Extract to read: Begin

John Maday, Managing Editor, Drovers CattleNetwork Screen Shot 2013-09-19 at 8.42.01 AM

Results of research in the United Kingdom suggest using E. coli vaccines in cattle could reduce the incidence of human sickness from E. coli O157 by as much as 85 percent.

Their research report, titled “Predicting the public health benefit of vaccinating cattle against Escherichia coli O157,” is published in the Proceedings of the National Academy of Sciences.
The authors note that E. coli O157, which can cause serious and sometimes fatal gastrointestinal illness, is difficult to control, partly due to poor understanding of of transmission dynamics across species boundaries. Vaccines for E. coli O157 in cattle are available but not widely used for a number of reasons:
Conflicting responsibilities of veterinary and public health agencies.

The researchers examined transmission risk across the cattle–human species boundary and found three key results.

Supershedding of the pathogen by cattle is associated with the genetic marker stx2.
By quantifying the link between shedding density in cattle and human risk, we show that only the relatively rare supershedding events contribute significantly to human risk.
This finding has profound consequences for the public health benefits of the cattle vaccine.
“A naïve evaluation based on efficacy in cattle would suggest a 50 percent reduction in risk,” the authors note. “However, because the vaccine targets the major source of human risk, we predict a reduction in human cases of nearly 85 percent. By accounting for nonlinearities in transmission across the human–animal interface, we show that adoption of these vaccines by the livestock industry could prevent substantial numbers of human E. coli O157 cases.”

Extract to read: End

Problems to work on ->
#1 For the article on E. coli vaccines in cattle, decide whether each statement agrees with it. Give yes or no for each, with the deciding words of the text quoted exactly.
(a) The research report appears in the Proceedings of the National Academy of Sciences.
(b) The researchers found that common, low-level shedding by cattle accounts for most of the human risk.
(c) The authors predict that the cattle vaccine would cut human cases by nearly 85 percent.
#2 Return the passage of the article on E. coli vaccines in cattle that starts with "John Maday, Managing" and goes on through "as 85 percent.".

Data to examine: Begin

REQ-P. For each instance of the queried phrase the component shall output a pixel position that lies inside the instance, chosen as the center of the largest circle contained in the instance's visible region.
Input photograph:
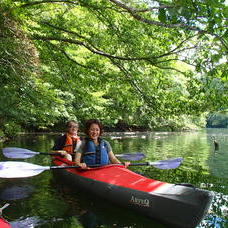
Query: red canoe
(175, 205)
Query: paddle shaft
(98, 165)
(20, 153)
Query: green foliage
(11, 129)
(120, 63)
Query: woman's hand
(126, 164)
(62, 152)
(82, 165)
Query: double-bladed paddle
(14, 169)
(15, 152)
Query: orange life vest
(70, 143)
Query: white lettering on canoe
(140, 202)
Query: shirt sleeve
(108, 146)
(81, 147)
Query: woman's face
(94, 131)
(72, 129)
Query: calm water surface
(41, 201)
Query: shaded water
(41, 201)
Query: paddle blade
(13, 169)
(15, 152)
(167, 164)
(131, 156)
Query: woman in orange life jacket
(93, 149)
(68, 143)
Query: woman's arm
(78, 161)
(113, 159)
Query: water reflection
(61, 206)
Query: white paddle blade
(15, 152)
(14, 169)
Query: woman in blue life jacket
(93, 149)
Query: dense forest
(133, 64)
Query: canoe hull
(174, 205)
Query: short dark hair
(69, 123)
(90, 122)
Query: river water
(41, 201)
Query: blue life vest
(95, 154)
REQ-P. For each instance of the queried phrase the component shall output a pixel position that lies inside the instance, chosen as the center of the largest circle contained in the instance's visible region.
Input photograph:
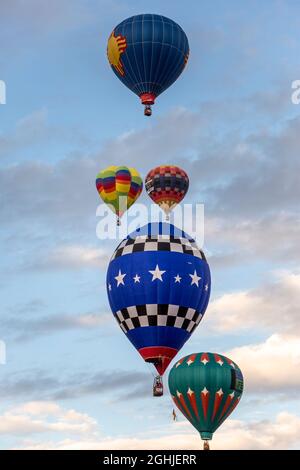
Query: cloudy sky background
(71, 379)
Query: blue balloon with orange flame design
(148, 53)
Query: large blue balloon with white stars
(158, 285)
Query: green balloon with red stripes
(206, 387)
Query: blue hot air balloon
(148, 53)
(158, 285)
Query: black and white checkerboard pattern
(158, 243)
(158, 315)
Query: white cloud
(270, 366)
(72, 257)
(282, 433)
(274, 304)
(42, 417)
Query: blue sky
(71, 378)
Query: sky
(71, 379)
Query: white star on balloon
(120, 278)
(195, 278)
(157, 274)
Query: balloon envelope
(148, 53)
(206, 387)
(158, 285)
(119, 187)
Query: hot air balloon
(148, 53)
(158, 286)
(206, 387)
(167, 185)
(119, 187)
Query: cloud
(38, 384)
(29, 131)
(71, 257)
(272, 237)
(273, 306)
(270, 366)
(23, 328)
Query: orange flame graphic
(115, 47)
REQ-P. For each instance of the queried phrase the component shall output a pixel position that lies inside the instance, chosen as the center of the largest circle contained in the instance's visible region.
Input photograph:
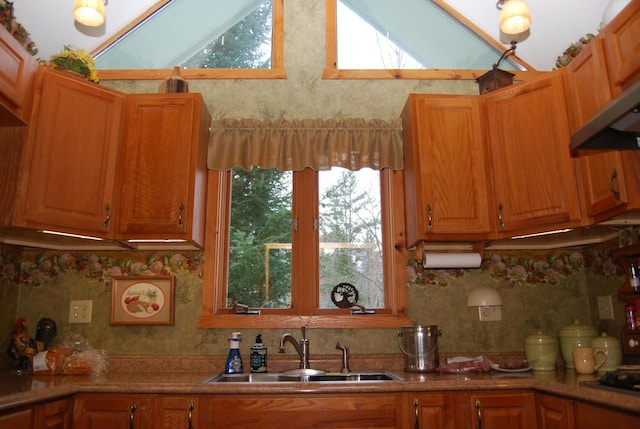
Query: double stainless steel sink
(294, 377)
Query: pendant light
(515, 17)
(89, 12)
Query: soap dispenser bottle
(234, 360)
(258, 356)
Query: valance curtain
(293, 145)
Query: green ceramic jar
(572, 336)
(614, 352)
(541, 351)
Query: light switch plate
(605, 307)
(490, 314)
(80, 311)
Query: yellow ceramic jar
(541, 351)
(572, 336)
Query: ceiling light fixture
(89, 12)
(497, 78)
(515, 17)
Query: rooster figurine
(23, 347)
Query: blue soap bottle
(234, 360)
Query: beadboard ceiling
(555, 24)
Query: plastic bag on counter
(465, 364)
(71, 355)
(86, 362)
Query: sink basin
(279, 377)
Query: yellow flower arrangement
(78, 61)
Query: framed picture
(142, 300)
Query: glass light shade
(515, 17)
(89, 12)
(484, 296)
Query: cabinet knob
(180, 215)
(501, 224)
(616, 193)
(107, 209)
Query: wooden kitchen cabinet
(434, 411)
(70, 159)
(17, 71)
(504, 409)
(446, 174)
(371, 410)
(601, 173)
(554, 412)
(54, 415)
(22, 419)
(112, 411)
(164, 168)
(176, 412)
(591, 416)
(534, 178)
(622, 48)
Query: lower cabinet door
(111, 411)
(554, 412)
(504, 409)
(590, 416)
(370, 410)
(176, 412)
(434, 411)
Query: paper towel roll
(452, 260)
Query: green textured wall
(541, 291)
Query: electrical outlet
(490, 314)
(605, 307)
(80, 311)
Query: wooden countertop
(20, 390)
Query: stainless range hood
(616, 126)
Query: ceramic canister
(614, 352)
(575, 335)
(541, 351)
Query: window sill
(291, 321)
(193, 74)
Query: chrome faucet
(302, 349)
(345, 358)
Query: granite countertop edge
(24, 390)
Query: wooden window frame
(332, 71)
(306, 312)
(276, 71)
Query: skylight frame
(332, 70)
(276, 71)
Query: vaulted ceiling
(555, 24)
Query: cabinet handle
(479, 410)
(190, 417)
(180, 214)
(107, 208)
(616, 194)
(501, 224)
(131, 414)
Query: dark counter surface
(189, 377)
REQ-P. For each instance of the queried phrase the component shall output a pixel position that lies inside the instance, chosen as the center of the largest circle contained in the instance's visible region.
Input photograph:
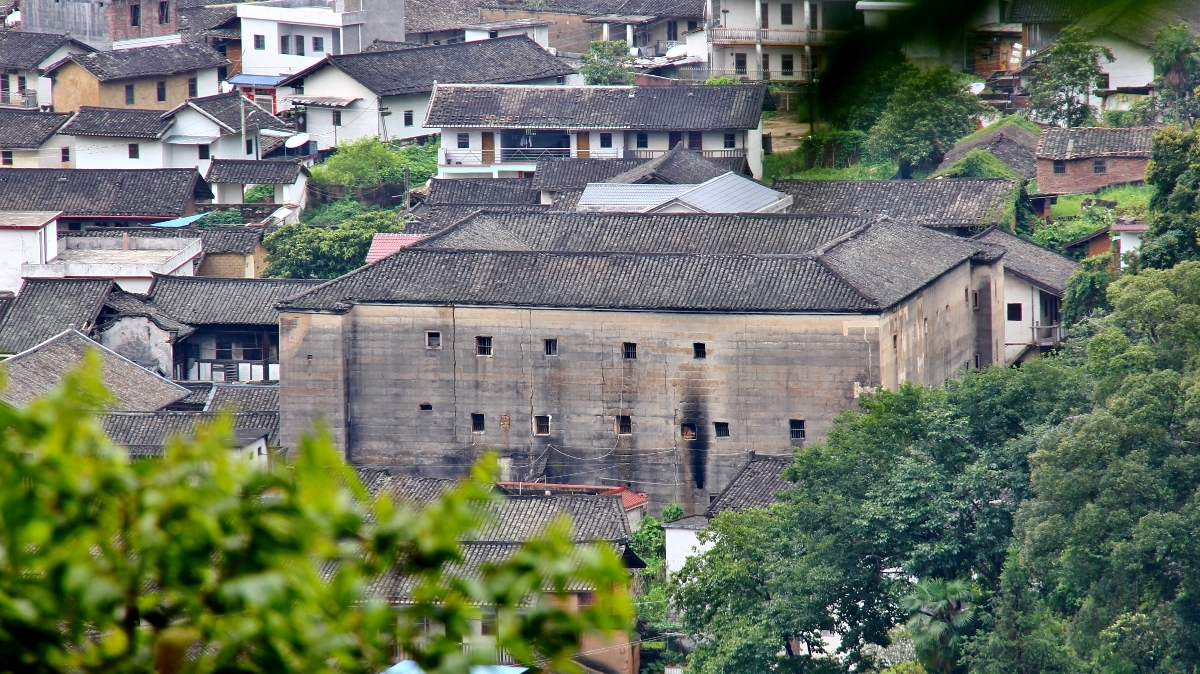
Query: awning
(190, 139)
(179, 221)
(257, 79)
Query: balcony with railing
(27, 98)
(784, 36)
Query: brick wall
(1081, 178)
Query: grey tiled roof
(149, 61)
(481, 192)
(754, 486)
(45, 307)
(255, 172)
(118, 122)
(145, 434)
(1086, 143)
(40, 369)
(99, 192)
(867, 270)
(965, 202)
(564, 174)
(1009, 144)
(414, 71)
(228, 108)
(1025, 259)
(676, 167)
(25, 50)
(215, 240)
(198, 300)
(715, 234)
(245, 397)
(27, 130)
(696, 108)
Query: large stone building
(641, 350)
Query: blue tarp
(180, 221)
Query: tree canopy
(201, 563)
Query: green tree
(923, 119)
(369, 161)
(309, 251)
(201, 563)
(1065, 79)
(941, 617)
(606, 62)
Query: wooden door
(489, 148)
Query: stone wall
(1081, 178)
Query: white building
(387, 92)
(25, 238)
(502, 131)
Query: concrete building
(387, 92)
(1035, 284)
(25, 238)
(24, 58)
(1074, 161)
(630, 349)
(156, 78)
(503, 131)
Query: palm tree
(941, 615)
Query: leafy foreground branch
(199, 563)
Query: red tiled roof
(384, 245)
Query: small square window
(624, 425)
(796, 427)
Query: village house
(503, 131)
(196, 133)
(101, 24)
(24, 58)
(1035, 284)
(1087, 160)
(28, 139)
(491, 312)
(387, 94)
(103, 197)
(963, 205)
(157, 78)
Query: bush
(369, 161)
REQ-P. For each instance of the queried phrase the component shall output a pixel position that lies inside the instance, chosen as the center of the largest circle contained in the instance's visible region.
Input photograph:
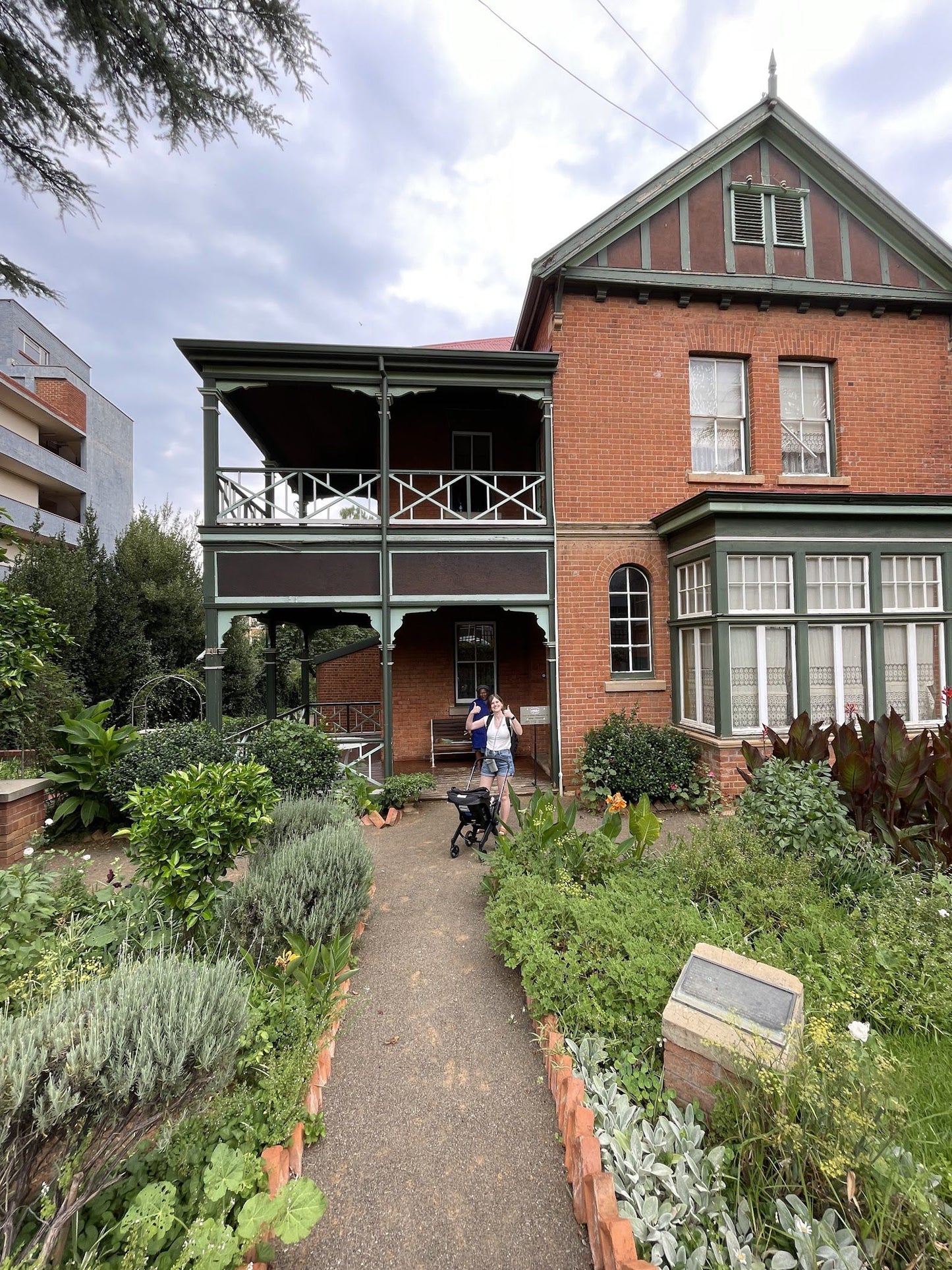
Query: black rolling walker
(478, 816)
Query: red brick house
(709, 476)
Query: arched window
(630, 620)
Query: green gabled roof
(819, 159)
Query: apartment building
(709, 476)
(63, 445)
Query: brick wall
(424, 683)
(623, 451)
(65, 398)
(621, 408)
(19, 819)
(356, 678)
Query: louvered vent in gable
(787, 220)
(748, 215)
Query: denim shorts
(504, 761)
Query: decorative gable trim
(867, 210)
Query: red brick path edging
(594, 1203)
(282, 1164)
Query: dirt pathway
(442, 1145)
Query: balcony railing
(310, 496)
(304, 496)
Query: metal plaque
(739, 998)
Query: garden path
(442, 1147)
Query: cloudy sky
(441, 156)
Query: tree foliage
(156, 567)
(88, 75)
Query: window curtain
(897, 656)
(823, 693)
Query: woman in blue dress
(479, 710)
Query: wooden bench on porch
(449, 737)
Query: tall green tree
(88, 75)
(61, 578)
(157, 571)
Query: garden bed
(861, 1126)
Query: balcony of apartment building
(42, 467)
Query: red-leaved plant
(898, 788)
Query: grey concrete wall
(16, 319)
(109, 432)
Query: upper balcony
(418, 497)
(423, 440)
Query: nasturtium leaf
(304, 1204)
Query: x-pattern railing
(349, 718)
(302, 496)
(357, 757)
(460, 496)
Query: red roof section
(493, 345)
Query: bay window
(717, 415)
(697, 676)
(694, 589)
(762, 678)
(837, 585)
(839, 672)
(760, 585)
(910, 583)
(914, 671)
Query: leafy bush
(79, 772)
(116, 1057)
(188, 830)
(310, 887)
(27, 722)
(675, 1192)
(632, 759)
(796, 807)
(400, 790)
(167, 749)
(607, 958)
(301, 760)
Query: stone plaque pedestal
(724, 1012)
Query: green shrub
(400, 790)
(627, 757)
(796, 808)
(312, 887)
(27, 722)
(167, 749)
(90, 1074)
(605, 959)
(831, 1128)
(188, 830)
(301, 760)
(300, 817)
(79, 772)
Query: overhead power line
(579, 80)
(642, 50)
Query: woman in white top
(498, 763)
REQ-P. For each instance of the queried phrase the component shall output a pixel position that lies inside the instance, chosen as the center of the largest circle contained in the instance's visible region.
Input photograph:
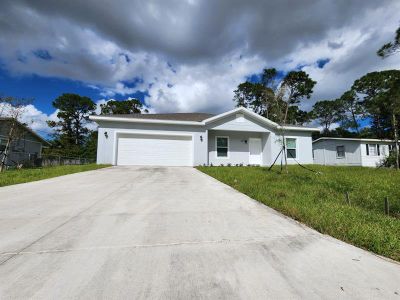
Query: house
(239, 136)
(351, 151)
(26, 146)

Data to examine: End

List of answers ->
#1
(a) Yes: "is published in the Proceedings of the National Academy of Sciences."
(b) No: "only the relatively rare supershedding events contribute significantly to human risk."
(c) Yes: "we predict a reduction in human cases of nearly 85 percent."

#2
John Maday, Managing Editor, Drovers CattleNetwork Screen Shot 2013-09-19 at 8.42.01 AM

Results of research in the United Kingdom suggest using E. coli vaccines in cattle could reduce the incidence of human sickness from E. coli O157 by as much as 85 percent.